Starting at the line that contains "[pin] window with white blind -- one per line", quote every line through the end of the entries, word for word, skipping the pictures.

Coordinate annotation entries
------------------------------------------------------------------------

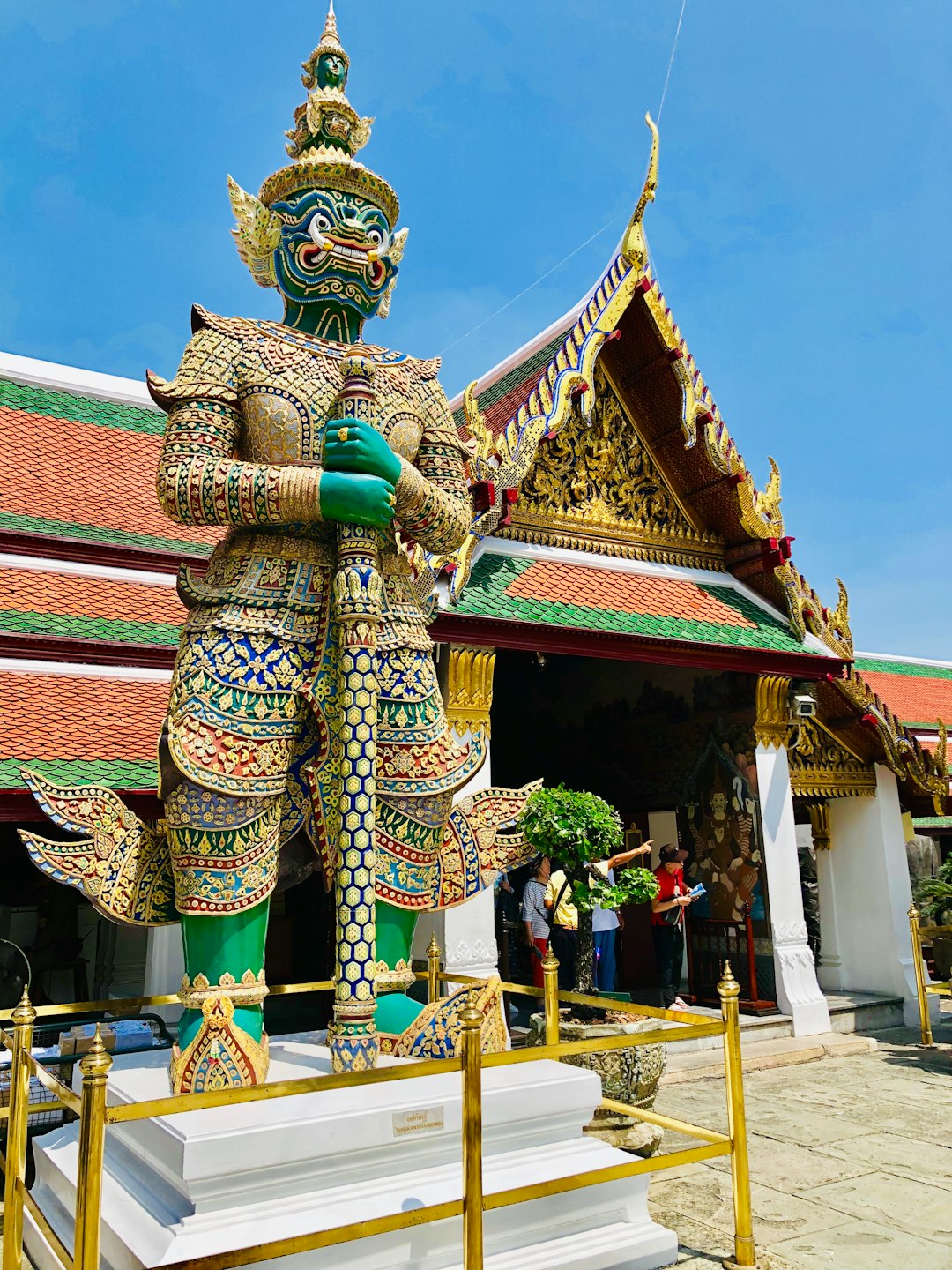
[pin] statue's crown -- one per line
(328, 132)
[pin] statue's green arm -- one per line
(199, 482)
(433, 502)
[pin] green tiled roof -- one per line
(98, 534)
(485, 596)
(107, 630)
(533, 363)
(80, 409)
(115, 773)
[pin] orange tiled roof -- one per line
(623, 594)
(77, 467)
(26, 592)
(79, 727)
(584, 597)
(915, 692)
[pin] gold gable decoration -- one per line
(596, 487)
(822, 766)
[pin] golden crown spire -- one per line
(329, 43)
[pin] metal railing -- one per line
(95, 1116)
(925, 935)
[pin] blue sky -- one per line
(801, 230)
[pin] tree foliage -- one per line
(576, 830)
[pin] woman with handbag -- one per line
(668, 923)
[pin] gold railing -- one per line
(95, 1114)
(923, 935)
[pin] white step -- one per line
(213, 1181)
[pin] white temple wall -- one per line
(798, 990)
(865, 897)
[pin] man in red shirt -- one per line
(668, 923)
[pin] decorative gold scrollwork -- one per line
(773, 719)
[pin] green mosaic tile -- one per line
(485, 596)
(885, 666)
(80, 409)
(115, 773)
(533, 363)
(95, 534)
(108, 630)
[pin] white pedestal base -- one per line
(219, 1180)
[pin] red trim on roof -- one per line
(86, 551)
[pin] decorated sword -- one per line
(357, 609)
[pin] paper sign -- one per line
(418, 1120)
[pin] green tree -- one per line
(576, 830)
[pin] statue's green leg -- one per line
(231, 944)
(395, 937)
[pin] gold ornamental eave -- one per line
(822, 765)
(773, 721)
(469, 695)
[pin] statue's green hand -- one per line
(355, 498)
(363, 450)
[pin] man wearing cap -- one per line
(668, 923)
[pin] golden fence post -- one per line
(925, 1021)
(550, 982)
(94, 1067)
(23, 1018)
(433, 969)
(744, 1251)
(471, 1020)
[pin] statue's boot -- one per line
(410, 1029)
(221, 1033)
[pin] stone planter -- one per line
(942, 947)
(628, 1076)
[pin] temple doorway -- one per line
(673, 750)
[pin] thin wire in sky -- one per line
(671, 60)
(593, 236)
(525, 290)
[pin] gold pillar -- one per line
(925, 1021)
(820, 825)
(23, 1018)
(744, 1252)
(94, 1067)
(433, 970)
(772, 724)
(550, 982)
(471, 1021)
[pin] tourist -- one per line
(533, 914)
(565, 927)
(668, 923)
(606, 923)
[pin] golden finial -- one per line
(471, 1015)
(634, 244)
(97, 1061)
(329, 43)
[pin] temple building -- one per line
(625, 615)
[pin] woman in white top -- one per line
(606, 923)
(536, 917)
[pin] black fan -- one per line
(14, 975)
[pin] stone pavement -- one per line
(851, 1162)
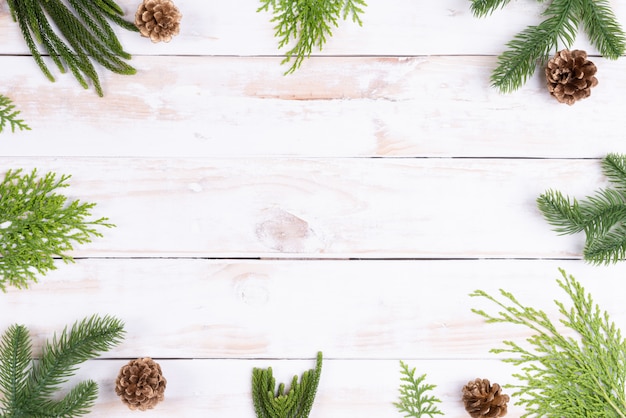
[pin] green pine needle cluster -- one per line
(534, 45)
(37, 224)
(602, 217)
(270, 402)
(79, 33)
(28, 387)
(309, 23)
(565, 376)
(8, 114)
(414, 398)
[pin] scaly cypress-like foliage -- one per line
(37, 225)
(8, 114)
(297, 402)
(536, 44)
(84, 34)
(602, 217)
(309, 23)
(28, 387)
(414, 398)
(564, 377)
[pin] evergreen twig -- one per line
(28, 387)
(84, 34)
(309, 23)
(270, 402)
(37, 225)
(414, 400)
(564, 376)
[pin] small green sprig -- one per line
(28, 388)
(37, 224)
(297, 402)
(534, 45)
(564, 376)
(309, 23)
(83, 33)
(8, 114)
(602, 217)
(414, 398)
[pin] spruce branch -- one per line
(28, 387)
(601, 216)
(309, 23)
(37, 224)
(83, 34)
(8, 114)
(270, 402)
(414, 400)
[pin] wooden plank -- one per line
(229, 309)
(383, 107)
(390, 27)
(348, 388)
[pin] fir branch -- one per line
(564, 376)
(84, 34)
(414, 400)
(297, 402)
(37, 224)
(8, 114)
(37, 382)
(601, 216)
(309, 23)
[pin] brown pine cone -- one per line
(570, 76)
(140, 384)
(483, 400)
(158, 20)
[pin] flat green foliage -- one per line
(602, 217)
(270, 402)
(534, 45)
(37, 224)
(8, 114)
(309, 23)
(414, 398)
(564, 376)
(83, 33)
(28, 388)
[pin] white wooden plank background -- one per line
(349, 208)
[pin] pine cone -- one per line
(158, 20)
(140, 384)
(483, 400)
(570, 76)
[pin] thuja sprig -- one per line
(534, 45)
(564, 376)
(297, 402)
(84, 34)
(602, 217)
(37, 224)
(8, 114)
(414, 398)
(28, 387)
(309, 23)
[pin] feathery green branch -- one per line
(563, 376)
(297, 402)
(84, 34)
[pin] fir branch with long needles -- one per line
(28, 387)
(564, 376)
(84, 34)
(37, 225)
(8, 114)
(270, 402)
(414, 398)
(602, 216)
(309, 23)
(534, 45)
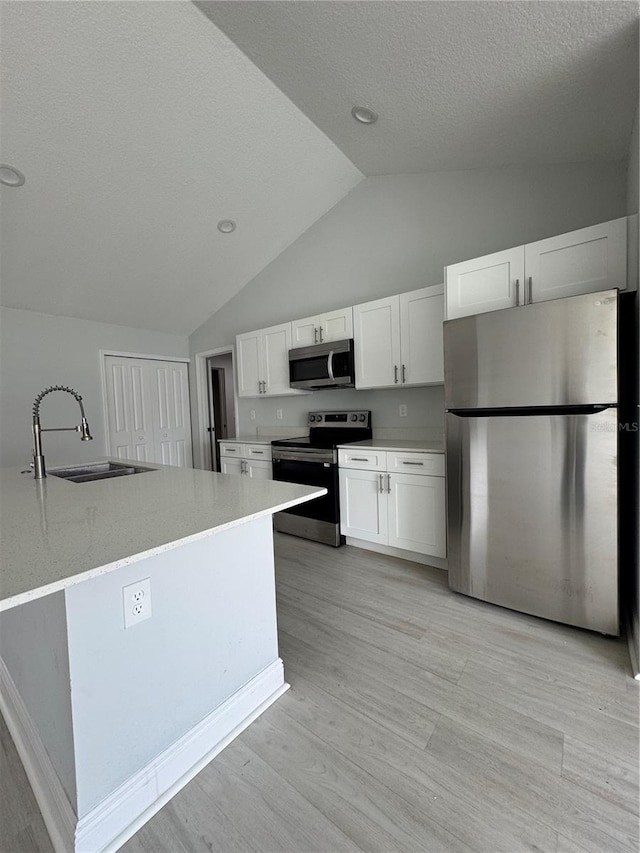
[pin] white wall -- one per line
(396, 233)
(37, 350)
(633, 204)
(136, 691)
(33, 646)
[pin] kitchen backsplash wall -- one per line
(425, 408)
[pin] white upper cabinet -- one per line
(332, 326)
(421, 352)
(582, 261)
(249, 348)
(263, 362)
(377, 343)
(398, 340)
(485, 284)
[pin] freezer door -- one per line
(532, 514)
(557, 353)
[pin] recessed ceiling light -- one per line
(10, 176)
(364, 115)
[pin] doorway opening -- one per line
(220, 403)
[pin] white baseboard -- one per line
(113, 821)
(57, 812)
(390, 551)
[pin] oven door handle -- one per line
(330, 366)
(309, 458)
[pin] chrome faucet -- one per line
(39, 470)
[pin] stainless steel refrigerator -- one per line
(531, 395)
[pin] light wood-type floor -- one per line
(417, 720)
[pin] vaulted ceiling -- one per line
(140, 125)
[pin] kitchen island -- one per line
(111, 722)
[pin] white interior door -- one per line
(148, 410)
(172, 426)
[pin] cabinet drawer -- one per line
(365, 459)
(231, 448)
(416, 463)
(258, 452)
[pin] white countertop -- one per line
(260, 439)
(55, 533)
(430, 446)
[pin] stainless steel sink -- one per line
(96, 471)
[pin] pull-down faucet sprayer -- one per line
(39, 470)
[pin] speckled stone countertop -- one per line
(260, 439)
(427, 445)
(55, 533)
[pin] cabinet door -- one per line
(304, 333)
(249, 357)
(377, 343)
(129, 409)
(417, 514)
(336, 325)
(583, 261)
(484, 284)
(172, 429)
(258, 470)
(229, 465)
(363, 507)
(421, 318)
(276, 343)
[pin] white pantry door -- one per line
(148, 410)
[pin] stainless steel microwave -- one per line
(326, 365)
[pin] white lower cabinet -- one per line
(381, 503)
(248, 460)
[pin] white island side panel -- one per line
(213, 629)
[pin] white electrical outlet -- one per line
(136, 602)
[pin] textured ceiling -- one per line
(457, 85)
(138, 127)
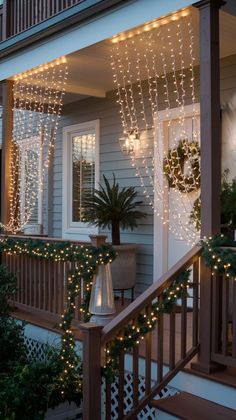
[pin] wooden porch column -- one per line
(91, 371)
(7, 126)
(210, 160)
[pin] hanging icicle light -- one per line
(152, 69)
(37, 107)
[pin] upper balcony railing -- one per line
(18, 15)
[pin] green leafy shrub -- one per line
(228, 206)
(12, 347)
(28, 387)
(8, 289)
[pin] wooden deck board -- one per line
(50, 322)
(189, 407)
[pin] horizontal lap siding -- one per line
(112, 159)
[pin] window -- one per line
(80, 176)
(30, 161)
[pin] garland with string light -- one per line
(174, 162)
(87, 258)
(133, 334)
(219, 255)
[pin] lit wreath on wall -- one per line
(173, 166)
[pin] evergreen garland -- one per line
(173, 166)
(219, 255)
(68, 386)
(133, 334)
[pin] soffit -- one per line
(90, 68)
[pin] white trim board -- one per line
(88, 33)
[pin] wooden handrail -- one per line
(44, 238)
(149, 295)
(159, 344)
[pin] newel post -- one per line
(7, 129)
(210, 160)
(6, 19)
(91, 371)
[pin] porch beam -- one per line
(210, 116)
(210, 160)
(7, 126)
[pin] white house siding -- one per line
(113, 160)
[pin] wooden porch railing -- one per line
(224, 321)
(42, 284)
(158, 345)
(20, 15)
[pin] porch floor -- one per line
(50, 322)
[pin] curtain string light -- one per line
(140, 63)
(37, 96)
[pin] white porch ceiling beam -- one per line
(83, 90)
(98, 29)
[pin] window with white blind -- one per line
(80, 176)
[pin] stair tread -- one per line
(189, 407)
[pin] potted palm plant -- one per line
(116, 208)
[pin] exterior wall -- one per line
(113, 160)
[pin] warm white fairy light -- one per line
(38, 96)
(145, 56)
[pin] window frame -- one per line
(70, 229)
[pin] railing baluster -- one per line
(135, 374)
(148, 356)
(35, 281)
(216, 313)
(160, 341)
(195, 302)
(108, 400)
(121, 385)
(172, 341)
(183, 327)
(234, 321)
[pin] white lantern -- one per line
(101, 304)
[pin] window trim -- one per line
(70, 229)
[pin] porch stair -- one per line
(186, 406)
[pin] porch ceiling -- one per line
(90, 71)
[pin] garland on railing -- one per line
(87, 258)
(220, 259)
(132, 334)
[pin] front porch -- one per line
(54, 157)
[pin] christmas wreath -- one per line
(174, 163)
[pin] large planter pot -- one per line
(123, 268)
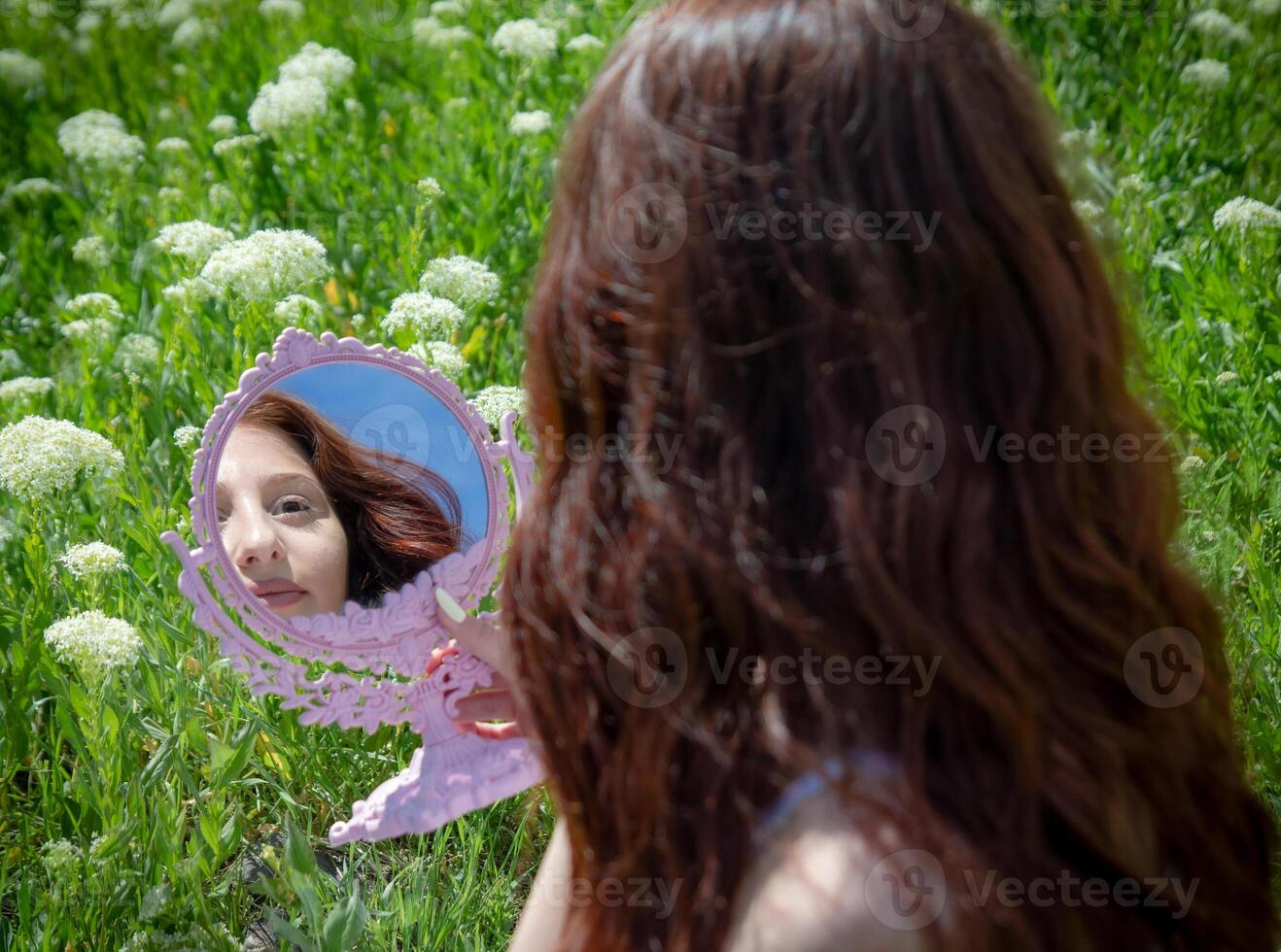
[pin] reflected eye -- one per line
(294, 505)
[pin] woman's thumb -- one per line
(474, 634)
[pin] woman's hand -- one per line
(487, 641)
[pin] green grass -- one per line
(176, 765)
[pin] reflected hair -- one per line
(399, 517)
(764, 361)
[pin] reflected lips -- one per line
(278, 593)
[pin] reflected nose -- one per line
(253, 541)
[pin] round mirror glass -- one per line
(341, 483)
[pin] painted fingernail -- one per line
(451, 608)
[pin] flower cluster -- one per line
(531, 123)
(427, 315)
(266, 265)
(462, 279)
(40, 456)
(95, 642)
(1207, 73)
(1244, 214)
(524, 39)
(99, 138)
(92, 560)
(495, 402)
(432, 33)
(1219, 24)
(91, 250)
(441, 355)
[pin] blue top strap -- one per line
(865, 763)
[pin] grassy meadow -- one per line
(136, 781)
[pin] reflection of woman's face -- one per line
(278, 525)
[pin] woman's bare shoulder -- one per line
(821, 884)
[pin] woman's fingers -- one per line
(480, 636)
(486, 705)
(491, 732)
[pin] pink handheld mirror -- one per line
(318, 564)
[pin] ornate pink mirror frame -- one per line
(452, 773)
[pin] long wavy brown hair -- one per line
(776, 528)
(399, 517)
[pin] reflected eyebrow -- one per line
(278, 479)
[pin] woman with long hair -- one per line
(913, 460)
(311, 519)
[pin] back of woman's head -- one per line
(822, 363)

------------------------------------------------------------------------

**Solution below**
[pin] window with white blind -- one per line
(80, 176)
[pin] stair tread -- one per line
(189, 407)
[pin] potted palm plant -- one per line
(116, 208)
[pin] exterior wall -- one per line
(113, 160)
[pin] warm white fairy light -- one per line
(38, 96)
(145, 56)
[pin] window frame -- one per line
(70, 229)
[pin] railing baluster -- one per line
(135, 374)
(148, 356)
(35, 281)
(216, 313)
(160, 341)
(195, 302)
(108, 400)
(121, 385)
(172, 341)
(183, 327)
(234, 321)
[pin] white lantern -- one per line
(101, 304)
[pin] window trim -- one per line
(70, 229)
[pin] porch stair -- one per line
(186, 406)
[pin] porch ceiling -- one per line
(90, 71)
[pin] garland on railing -- one per line
(87, 258)
(220, 259)
(132, 334)
[pin] front porch -- one per line
(54, 157)
[pin] christmas wreath -- one per line
(174, 163)
[pin] large planter pot -- one per line
(123, 268)
[pin] reflected eye -- one per line
(294, 505)
[pin] woman's thumb -- one per line
(474, 634)
[pin] woman's hand -- one per line
(487, 641)
[pin] green grass -- one per line
(176, 765)
[pin] reflected hair -- one per line
(399, 517)
(764, 361)
[pin] reflected lips -- one per line
(278, 593)
[pin] reflected nose -- one per line
(253, 541)
[pin] round mirror glass -- one per line
(341, 483)
[pin] painted fingernail -- one per line
(451, 608)
[pin] flower cluster -- one per line
(531, 123)
(427, 315)
(266, 265)
(462, 279)
(40, 456)
(95, 642)
(1207, 73)
(1244, 214)
(524, 39)
(99, 138)
(92, 560)
(495, 402)
(432, 33)
(1219, 24)
(91, 250)
(441, 355)
[pin] blue top strap -- one per line
(865, 763)
[pin] grassy meadow -- one per line
(136, 781)
[pin] reflection of woman's face -- one per line
(278, 525)
[pin] woman's bare shoulder -- one per line
(821, 884)
[pin] woman's fingers -- one per line
(480, 636)
(486, 705)
(491, 732)
[pin] pink handheld mirror -- one per line
(318, 564)
[pin] ornate pink mirror frame -- one per line
(452, 773)
[pin] long wavy brown hair -- one per line
(776, 528)
(399, 517)
[pin] reflected eyebrow -- one per line
(278, 479)
[pin] woman with long hair -- one per line
(913, 460)
(311, 519)
[pin] back of woman's head -- one per line
(822, 363)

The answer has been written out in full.